§ **Your task**: Your task is to copy every line of the records below that contains "black".

[Data to use — start]

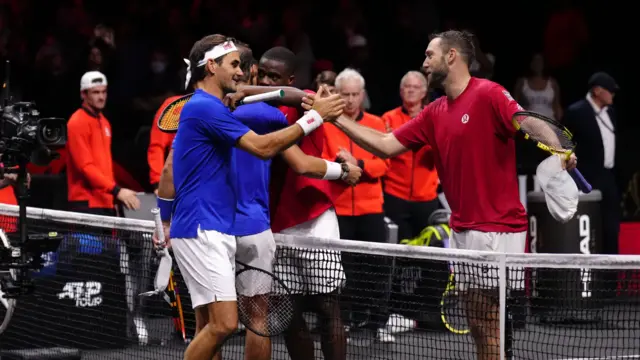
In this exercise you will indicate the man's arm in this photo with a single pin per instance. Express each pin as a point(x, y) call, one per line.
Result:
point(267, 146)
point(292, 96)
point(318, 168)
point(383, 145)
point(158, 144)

[Data to use — finish]
[Data to use — start]

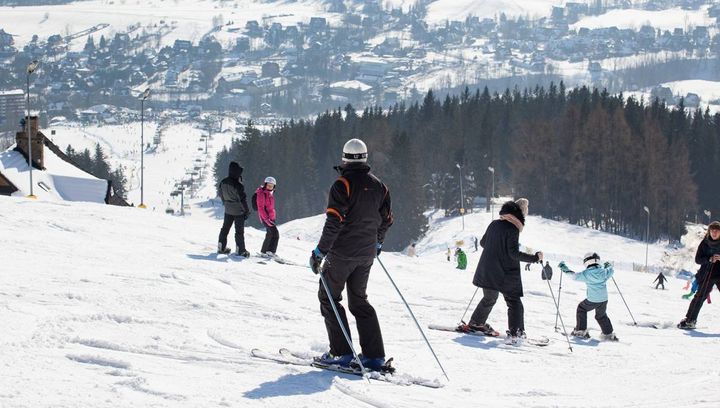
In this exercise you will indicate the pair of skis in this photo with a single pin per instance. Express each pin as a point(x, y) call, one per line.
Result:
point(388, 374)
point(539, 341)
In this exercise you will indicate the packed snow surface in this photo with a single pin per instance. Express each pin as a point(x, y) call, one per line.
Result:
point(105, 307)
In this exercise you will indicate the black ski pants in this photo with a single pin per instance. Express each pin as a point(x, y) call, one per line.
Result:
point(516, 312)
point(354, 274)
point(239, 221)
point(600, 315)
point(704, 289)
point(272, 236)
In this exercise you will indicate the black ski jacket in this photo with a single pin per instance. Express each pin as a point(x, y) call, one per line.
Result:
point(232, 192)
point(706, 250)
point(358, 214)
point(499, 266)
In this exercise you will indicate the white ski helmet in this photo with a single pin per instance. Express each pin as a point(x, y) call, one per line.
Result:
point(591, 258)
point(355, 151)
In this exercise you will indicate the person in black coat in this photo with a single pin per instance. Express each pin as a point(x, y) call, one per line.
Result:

[Data to use — finish]

§ **Reply**:
In this exercise you will indicate the black ski pants in this photo with a single pin per instance. Express each pin as a point(x, y) call, one per line.
In this exercise you will indicate the black ski jacket in this photo with a single pin per instance. Express each pin as a point(x, y) call, one per line.
In this exercise you will indicate the person in black coat in this photo with a single pin per instance. Express each pin as a point(x, y) call, one per line.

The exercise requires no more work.